**WHAT YOU WILL DO**.
1) Reproduce the south east London health and care passage from "We will do this" up to and including "to stay healthy.", replacing "illness" with "disease".
2) Answer these questions from the south east London health and care text:
(a) What do local people continue to say is difficult?
(b) Who should local people be able to rely on to provide most of their care?
(c) People from marginalised, disadvantaged or deprived communities are less likely to be registered with what?
[SOURCE EXTRACT]
With the help of hundreds of local people, we’ve developed our vision and priorities for transforming health and care for people living in south east London. The priorities focus on helping people stay healthy and well, delivering more joined-up, convenient care, and better supporting people from marginalised communities.
We will do this through helping people to stay healthy and well, providing effective treatment when people become ill, caring for people throughout their lives, taking targeted action to reduce health inequalities, and supporting resilient, happy communities as well as the workforce that serves them.
We want to become a system that is excellent at protecting health and wellbeing as well as treating illness. At present, we have a set of
services focused more on treating people when they become sick rather than supporting them to stay healthy.
We will invest in more joined-up and effective preventative health services that go out to find people who need help and intervene earlier to avoid serious illness.
We will work in partnership to create healthier environments and use the power of our voluntary sector and communities to support healthier living and happier lives.
We want to make it as easy as possible for people to interact with our services, tackle long waiting times and offer more convenient and responsive care. Local people continue to tell us how difficult it is to communicate with us, access care and
navigate our health and care system.
We will develop high-quality online consultations for people who want them, without excluding people who want face-to-face care. We will deliver more care in or close to people’s homes. We will dismantle models of care that take up people’s time and lead to travel or other costs that could be avoided. We will use the power of technology and simplify our services to make them easier for people to understand and use.
We will bring together professions and services to deliver joined-up, team-based care. In our system, people rely on separate, disconnected teams for support with different physical health, mental health and social needs, rather than joined-up, responsive services that can help with all the issues that matter to them at the right time.
Local people should be able to rely on a single small team who they know and trust to provide most of their care. Wherever possible, those teams should draw on specialist expertise from across our system, including the voluntary and community sector when needed, rather than automatically asking people to go elsewhere for parts of their care.
We will lay the foundation for stronger relationships between local people and their caregivers, with more compassionate, trusting and person-centred care. We want to make sure that core teams of staff make shared decisions with people and their carers and deal with the issues that matter most to them.
We know that people from marginalised, disadvantaged or deprived communities are less likely to be registered with a GP practice, find it harder to access services, suffer poorer overall health and have worse outcomes from care. We will target resources at those most in need to tackle gaps in access, quality of care and health outcomes for different social groups.
We will work with local people to develop more tailored and culturally appropriate services to better meet the needs of women, marginalised and disadvantaged communities in our society, for example finding new ways to connect with people, adapting our existing services and developing different types of services where needed to deliver convenient and effective care.
[/SOURCE EXTRACT]
[SOURCE DATA]
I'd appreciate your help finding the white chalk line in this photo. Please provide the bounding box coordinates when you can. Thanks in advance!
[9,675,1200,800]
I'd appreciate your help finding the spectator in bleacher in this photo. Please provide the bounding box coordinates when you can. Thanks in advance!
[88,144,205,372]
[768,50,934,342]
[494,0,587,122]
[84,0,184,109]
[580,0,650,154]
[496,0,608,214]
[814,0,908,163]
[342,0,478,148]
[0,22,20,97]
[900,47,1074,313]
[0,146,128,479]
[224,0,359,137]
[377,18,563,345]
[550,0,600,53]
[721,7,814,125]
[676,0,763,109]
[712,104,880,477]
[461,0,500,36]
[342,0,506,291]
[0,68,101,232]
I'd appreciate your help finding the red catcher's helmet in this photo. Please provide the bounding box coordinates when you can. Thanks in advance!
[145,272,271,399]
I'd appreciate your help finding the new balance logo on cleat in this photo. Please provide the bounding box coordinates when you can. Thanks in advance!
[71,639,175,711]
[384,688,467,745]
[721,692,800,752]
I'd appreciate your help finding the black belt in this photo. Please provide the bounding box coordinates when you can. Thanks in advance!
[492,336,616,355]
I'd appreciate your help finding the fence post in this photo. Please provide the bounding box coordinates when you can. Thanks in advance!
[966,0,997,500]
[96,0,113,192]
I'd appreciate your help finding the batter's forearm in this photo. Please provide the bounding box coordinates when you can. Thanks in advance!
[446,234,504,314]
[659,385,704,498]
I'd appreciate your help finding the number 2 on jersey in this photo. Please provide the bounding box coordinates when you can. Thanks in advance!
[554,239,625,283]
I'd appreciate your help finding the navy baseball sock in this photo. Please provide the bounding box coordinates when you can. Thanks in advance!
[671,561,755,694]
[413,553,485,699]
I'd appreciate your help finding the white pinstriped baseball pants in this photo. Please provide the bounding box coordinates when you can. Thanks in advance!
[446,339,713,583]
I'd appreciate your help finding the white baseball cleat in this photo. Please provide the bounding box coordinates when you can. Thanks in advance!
[/SOURCE DATA]
**ANSWERS IN ORDER**.
1)
We will do this through helping people to stay healthy and well, providing effective treatment when people become ill, caring for people throughout their lives, taking targeted action to reduce health inequalities, and supporting resilient, happy communities as well as the workforce that serves them.
We want to become a system that is excellent at protecting health and wellbeing as well as treating disease. At present, we have a set of
services focused more on treating people when they become sick rather than supporting them to stay healthy.

2)
(a) Communicating with the health and care services, accessing care, and navigating the health and care system.
(b) A single small team who they know and trust.
(c) A GP practice.